- What the exercise asks:
Give back exactly the lines running from the line with "of the bright" to the end of the entries, and only those lines.

- Raw data:

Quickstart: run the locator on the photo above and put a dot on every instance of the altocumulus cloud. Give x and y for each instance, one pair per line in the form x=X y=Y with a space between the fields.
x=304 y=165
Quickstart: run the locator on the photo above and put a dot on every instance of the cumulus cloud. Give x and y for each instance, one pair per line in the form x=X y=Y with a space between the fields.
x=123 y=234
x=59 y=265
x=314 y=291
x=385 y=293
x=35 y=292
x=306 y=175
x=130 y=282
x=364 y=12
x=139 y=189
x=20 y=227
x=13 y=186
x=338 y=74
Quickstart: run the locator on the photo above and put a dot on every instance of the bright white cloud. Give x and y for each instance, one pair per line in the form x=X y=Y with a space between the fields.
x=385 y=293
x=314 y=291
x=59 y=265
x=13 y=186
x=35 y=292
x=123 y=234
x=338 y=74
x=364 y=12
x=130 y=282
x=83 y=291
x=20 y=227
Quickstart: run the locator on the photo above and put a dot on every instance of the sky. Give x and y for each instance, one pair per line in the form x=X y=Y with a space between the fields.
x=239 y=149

- Result of the exercise:
Quickstart: run the locator on the photo above and put a dot on every instance of the bright white cloud. Give x and y for each instance, one pair per line in the form x=X y=Y with a space between the fields.
x=385 y=293
x=314 y=291
x=59 y=265
x=13 y=186
x=35 y=292
x=123 y=234
x=338 y=74
x=364 y=12
x=130 y=282
x=83 y=291
x=20 y=227
Quickstart: run the locator on the photo above and put a dot on every instance of the sky. Give x and y for each instance, one pair per line in the form x=X y=Y with a space between the fields.
x=239 y=149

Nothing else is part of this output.